PROVIDED ENTRIES:
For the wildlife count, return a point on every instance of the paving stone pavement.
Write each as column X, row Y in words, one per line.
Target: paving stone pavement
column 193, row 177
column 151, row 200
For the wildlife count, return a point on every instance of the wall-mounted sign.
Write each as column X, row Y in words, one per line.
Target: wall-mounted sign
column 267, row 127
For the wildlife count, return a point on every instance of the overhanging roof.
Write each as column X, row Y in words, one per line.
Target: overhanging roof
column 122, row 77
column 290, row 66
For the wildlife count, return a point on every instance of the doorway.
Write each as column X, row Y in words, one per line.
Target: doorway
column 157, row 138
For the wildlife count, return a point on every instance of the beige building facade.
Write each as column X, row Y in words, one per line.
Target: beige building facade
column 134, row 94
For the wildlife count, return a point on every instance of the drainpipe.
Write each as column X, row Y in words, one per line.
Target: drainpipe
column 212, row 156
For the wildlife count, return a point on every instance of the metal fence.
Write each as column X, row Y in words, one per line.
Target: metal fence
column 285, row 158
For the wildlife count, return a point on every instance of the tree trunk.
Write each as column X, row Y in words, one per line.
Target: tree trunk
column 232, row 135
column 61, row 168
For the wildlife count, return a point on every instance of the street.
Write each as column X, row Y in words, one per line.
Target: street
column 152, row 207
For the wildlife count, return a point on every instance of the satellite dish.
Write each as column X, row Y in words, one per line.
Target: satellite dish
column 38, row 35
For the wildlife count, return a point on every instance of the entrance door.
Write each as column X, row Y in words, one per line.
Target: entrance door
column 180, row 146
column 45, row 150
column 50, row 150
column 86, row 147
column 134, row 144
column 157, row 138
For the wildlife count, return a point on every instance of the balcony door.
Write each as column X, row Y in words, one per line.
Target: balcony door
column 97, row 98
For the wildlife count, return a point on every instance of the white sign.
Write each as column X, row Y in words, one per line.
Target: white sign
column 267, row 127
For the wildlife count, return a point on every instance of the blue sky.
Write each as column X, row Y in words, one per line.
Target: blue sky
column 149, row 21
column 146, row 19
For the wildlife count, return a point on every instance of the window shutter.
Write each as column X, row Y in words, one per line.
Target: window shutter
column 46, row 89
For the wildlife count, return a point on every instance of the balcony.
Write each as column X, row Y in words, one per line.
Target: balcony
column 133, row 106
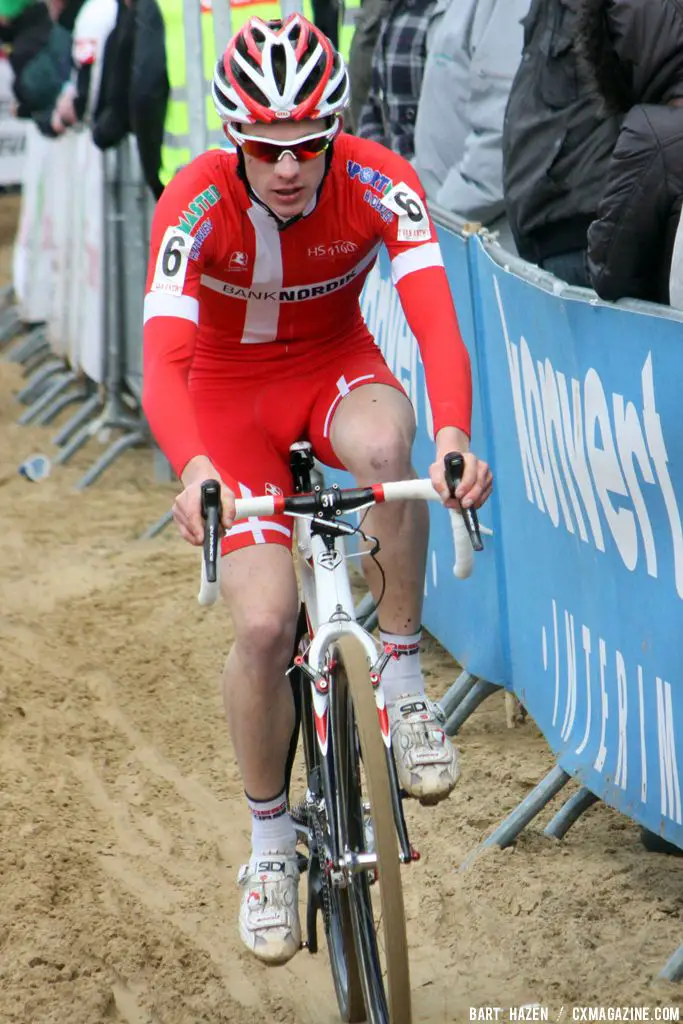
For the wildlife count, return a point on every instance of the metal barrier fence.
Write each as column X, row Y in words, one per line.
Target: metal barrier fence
column 575, row 601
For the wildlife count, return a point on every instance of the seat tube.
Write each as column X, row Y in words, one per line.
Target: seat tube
column 333, row 589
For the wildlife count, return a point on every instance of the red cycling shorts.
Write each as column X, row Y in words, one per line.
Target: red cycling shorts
column 249, row 419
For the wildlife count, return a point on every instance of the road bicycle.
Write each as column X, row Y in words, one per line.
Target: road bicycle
column 350, row 825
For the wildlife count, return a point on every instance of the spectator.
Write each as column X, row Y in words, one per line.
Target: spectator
column 111, row 122
column 473, row 51
column 150, row 89
column 398, row 59
column 25, row 26
column 556, row 145
column 634, row 50
column 326, row 16
column 368, row 27
column 79, row 97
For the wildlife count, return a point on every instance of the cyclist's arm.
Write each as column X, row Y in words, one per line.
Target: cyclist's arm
column 171, row 317
column 418, row 272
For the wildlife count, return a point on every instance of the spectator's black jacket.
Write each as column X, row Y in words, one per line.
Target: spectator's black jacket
column 150, row 89
column 634, row 50
column 631, row 243
column 111, row 122
column 556, row 143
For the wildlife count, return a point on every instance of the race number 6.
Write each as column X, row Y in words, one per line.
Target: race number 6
column 412, row 207
column 172, row 257
column 172, row 262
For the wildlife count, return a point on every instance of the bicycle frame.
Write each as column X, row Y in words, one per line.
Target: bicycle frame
column 331, row 614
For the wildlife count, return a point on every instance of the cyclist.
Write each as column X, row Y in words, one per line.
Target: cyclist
column 254, row 339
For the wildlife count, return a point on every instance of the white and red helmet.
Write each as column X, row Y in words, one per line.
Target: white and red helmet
column 275, row 71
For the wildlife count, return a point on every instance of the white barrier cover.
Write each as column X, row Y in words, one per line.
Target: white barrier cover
column 12, row 131
column 75, row 200
column 32, row 270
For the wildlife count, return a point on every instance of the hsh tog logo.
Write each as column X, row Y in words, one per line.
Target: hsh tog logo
column 581, row 449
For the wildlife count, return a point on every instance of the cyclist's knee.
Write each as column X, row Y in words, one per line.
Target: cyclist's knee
column 384, row 456
column 265, row 636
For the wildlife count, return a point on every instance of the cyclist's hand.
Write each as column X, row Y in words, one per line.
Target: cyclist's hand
column 477, row 481
column 187, row 505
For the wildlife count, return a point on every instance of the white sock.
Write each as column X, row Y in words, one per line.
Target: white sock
column 272, row 828
column 402, row 675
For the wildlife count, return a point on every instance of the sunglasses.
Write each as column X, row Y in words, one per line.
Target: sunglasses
column 268, row 152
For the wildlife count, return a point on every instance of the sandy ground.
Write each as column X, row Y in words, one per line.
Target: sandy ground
column 123, row 824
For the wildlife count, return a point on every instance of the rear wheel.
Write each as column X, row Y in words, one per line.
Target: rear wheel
column 363, row 798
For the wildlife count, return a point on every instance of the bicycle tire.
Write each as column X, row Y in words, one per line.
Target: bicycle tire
column 338, row 929
column 390, row 1003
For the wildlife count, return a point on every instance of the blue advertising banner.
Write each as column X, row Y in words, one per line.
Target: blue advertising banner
column 462, row 614
column 588, row 451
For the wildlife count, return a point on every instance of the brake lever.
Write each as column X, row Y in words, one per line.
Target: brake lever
column 211, row 513
column 455, row 464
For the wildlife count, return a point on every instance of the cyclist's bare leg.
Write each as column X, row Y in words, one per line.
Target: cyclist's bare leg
column 259, row 585
column 372, row 434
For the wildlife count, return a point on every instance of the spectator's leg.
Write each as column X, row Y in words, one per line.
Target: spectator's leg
column 326, row 16
column 368, row 27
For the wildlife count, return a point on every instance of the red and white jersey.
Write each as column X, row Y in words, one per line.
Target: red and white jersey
column 229, row 284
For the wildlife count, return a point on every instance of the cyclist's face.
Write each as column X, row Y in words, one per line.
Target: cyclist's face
column 289, row 184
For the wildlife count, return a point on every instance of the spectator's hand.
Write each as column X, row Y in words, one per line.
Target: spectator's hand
column 187, row 505
column 56, row 124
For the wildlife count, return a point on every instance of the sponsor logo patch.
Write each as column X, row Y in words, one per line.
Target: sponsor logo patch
column 203, row 232
column 369, row 176
column 239, row 261
column 196, row 210
column 376, row 203
column 339, row 248
column 413, row 219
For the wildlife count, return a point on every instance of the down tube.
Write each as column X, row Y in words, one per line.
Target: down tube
column 464, row 615
column 590, row 458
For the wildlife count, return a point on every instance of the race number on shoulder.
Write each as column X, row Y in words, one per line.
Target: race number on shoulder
column 413, row 219
column 172, row 262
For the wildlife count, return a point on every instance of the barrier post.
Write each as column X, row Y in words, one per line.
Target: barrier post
column 569, row 813
column 517, row 820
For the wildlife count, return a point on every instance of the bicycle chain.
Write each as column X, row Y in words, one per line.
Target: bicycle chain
column 314, row 819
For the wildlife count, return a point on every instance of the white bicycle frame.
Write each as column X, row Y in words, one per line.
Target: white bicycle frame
column 327, row 591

EXERCISE OBJECTIVE: Every entry, exactly as written: transcribe it, passing over any pictures.

RESULT:
For the wildlife count, return a point on every instance of the paving stone pavement.
Write each as column X, row Y in words, one per line.
Target: paving stone pavement
column 193, row 177
column 151, row 200
For the wildlife count, return a point on every instance of the wall-mounted sign.
Write each as column X, row Y in words, one per line.
Target: wall-mounted sign
column 267, row 127
For the wildlife count, return a point on every instance of the overhanging roof.
Write each as column X, row Y in words, one per line.
Target: overhanging roof
column 122, row 77
column 290, row 66
For the wildlife count, return a point on every instance of the doorway.
Write each as column X, row Y in words, one per line.
Target: doorway
column 157, row 138
For the wildlife count, return a point on every instance of the beige building facade.
Write each as column X, row Y in words, one per line.
Target: beige building facade
column 134, row 94
For the wildlife count, return a point on every instance of the drainpipe.
Write each as column X, row Y in words, one per line.
Target: drainpipe
column 212, row 156
For the wildlife count, return a point on every instance of the metal fence.
Write each as column X, row Y in words, one per line.
Target: metal fence
column 285, row 158
For the wildlife count, return a point on every instance of the tree trunk.
Write each as column X, row Y in words, one per line.
Target: tree trunk
column 232, row 135
column 61, row 168
For the wildlife count, return a point on every instance of the street.
Write each as column X, row Y in words, one per line.
Target: street
column 152, row 207
For the wildlife count, return a point on every instance of the satellite dish.
Write each as column X, row Y in words, one per line.
Target: satellite dish
column 38, row 35
For the wildlife count, return a point on every instance of the entrance door.
Write each as column X, row Y in words, one per line.
Target: entrance door
column 180, row 146
column 45, row 150
column 50, row 150
column 86, row 147
column 134, row 144
column 157, row 138
For the wildlife count, return a point on every instance of the balcony door.
Write each as column X, row Y in words, one per line.
Target: balcony door
column 97, row 98
For the wildlife count, return a point on every instance of the white sign.
Write each as column X, row Y in words, one per line.
Target: white sign
column 267, row 127
For the wildlife count, return a point on every instance of the blue sky.
Write each as column X, row Y in words, one per line.
Target: blue sky
column 149, row 21
column 146, row 19
For the wildlife count, return a point on every instance of the window shutter.
Write each as column X, row Y in words, one per line.
Target: window shutter
column 46, row 89
For the wildlife count, return a point on every instance of the balcony.
Write each as column X, row Y in words, one per line.
Target: balcony
column 133, row 106
For the wildlife count, return a point on every instance of the metal barrier fence.
Write each as column X, row Y in words, one per line.
Target: metal barrier fence
column 575, row 601
For the wildlife count, return a point on every instance of the seat tube.
Write each as column X, row Y in words, one per line.
Target: seat tube
column 333, row 589
For the wildlife count, return a point on every instance of the red cycling shorts.
Write each as column X, row Y in words, one per line.
Target: red cycling shorts
column 249, row 419
For the wildlife count, return a point on every instance of the road bicycle.
Write each as column X, row Y in words, one per line.
Target: road bicycle
column 350, row 825
For the wildlife count, return a point on every instance of the spectator.
Write each as column X, row Y in words, one per line.
Target: spectator
column 111, row 122
column 473, row 51
column 150, row 89
column 398, row 59
column 25, row 26
column 556, row 145
column 634, row 50
column 326, row 16
column 368, row 27
column 79, row 97
For the wildlife count, return a point on every instance of the cyclist's arm.
Write each as column X, row Y in words, one per line.
Target: cyclist's arm
column 171, row 317
column 418, row 272
For the wildlife count, return a point on every instance of the spectator's black jacket.
Write each as column X, row Y in words, one per line.
Target: spectator's black jacket
column 150, row 89
column 634, row 50
column 631, row 243
column 111, row 122
column 556, row 143
For the wildlife count, return a point on every instance of the race number 6.
Write each as column X, row Y in words, one per line.
Target: race number 6
column 412, row 207
column 172, row 257
column 172, row 262
For the wildlife count, return a point on every instance of the bicycle frame.
Write each as column X, row Y in words, one per line.
Target: bicycle frame
column 331, row 614
For the wildlife count, return a point on every instance of the cyclist.
Write each as column X, row Y in words, one per line.
Target: cyclist
column 254, row 339
For the wildlife count, return a point on every instance of the white and red helmet.
Write each as column X, row Y in words, one per line.
Target: white and red helmet
column 275, row 71
For the wildlife count, return a point on every instance of the white barrier cover.
Write each as column X, row Y in words, one per line.
Target: white barrier cover
column 12, row 131
column 75, row 200
column 32, row 270
For the wildlife count, return a point on every instance of the hsh tog logo.
Write each as column X, row Y in words, one per line.
Target: hsh tog logo
column 581, row 449
For the wildlife count, return a point on every instance of the cyclist's knee.
Write each as column X, row Y in words, one per line.
Target: cyclist's knee
column 384, row 456
column 265, row 636
For the wildlife count, return a point on every instance of the cyclist's hand.
Write each as column X, row Y in words, one per line.
Target: cyclist's hand
column 477, row 481
column 187, row 505
For the wildlife count, return a point on every instance of the white sock.
Write each as column X, row Y in words, one per line.
Target: white sock
column 272, row 828
column 402, row 675
For the wildlife count, return a point on every instance of the sunglasses.
Write each as column X, row Y in words, one per line.
Target: sunglasses
column 268, row 152
For the wildlife count, return a point on every instance of the sandy ground.
Write each as column X, row Y in words, one per line.
Target: sandy ground
column 123, row 824
For the wildlife count, return a point on every instance of the rear wheel.
Write each as column X, row Y in words, one per line.
Target: rear wheel
column 363, row 798
For the wildlife count, return a point on every instance of the bicycle tire.
Write each as column X, row Y in words, one per line.
Target: bicycle tire
column 338, row 929
column 390, row 1003
For the wildlife count, return a point on every instance of the blue advertising banner.
Write each as column X, row Y in words, one per line.
Target: blue advertising banner
column 462, row 614
column 588, row 451
For the wildlife count, return a point on every instance of the brake lever.
Write each as column X, row Y in words, one per line.
Target: brake lever
column 211, row 513
column 455, row 464
For the wildlife count, return a point on every instance of the cyclist's bare leg.
Write each as column X, row Y in words, one per line.
Target: cyclist's bare leg
column 259, row 585
column 372, row 434
For the wildlife count, return a point on every instance of the spectator's leg.
Write each as column X, row Y in words, one per line.
Target: spectator's leg
column 326, row 16
column 368, row 27
For the wildlife count, return a point on every instance of the red and white jersey.
Write each as column X, row Y in words, one per line.
Target: red and white jersey
column 229, row 284
For the wildlife count, return a point on every instance of the cyclist's face.
Write each as column X, row Y in words, one per line.
Target: cyclist's face
column 289, row 184
For the wildlife count, return a point on every instance of the spectator's hand.
Write each as column X, row Y in words, one per line.
Target: spectator's hand
column 187, row 505
column 56, row 124
For the wildlife count, return a point on every instance of the sponsor logo patch.
Write each as column X, row Y in words, one per line.
Target: sponsor logo patch
column 203, row 232
column 369, row 176
column 239, row 261
column 196, row 210
column 376, row 203
column 339, row 248
column 413, row 219
For the wildlife count, return a point on every instance of the down tube.
Write each as column X, row Y in words, one per line.
Target: down tube
column 464, row 615
column 590, row 458
For the wildlife count, return a point on every instance of the race number on shoulder.
Write each as column X, row Y in words, one per line.
Target: race number on shoulder
column 413, row 219
column 172, row 262
For the wildlife count, return a point on every instance of the barrier post.
Write each as column X, row Y in words, one per line.
Target: barrier post
column 569, row 813
column 517, row 820
For the wildlife count, return a point on every instance of the bicycle chain.
Write each as column X, row Y in words, one per line.
Target: bicycle chain
column 314, row 819
For the wildlife count, return a point on every instance of the white bicycle frame.
Write each as column X, row Y in words, one per line.
Target: white bicycle frame
column 327, row 591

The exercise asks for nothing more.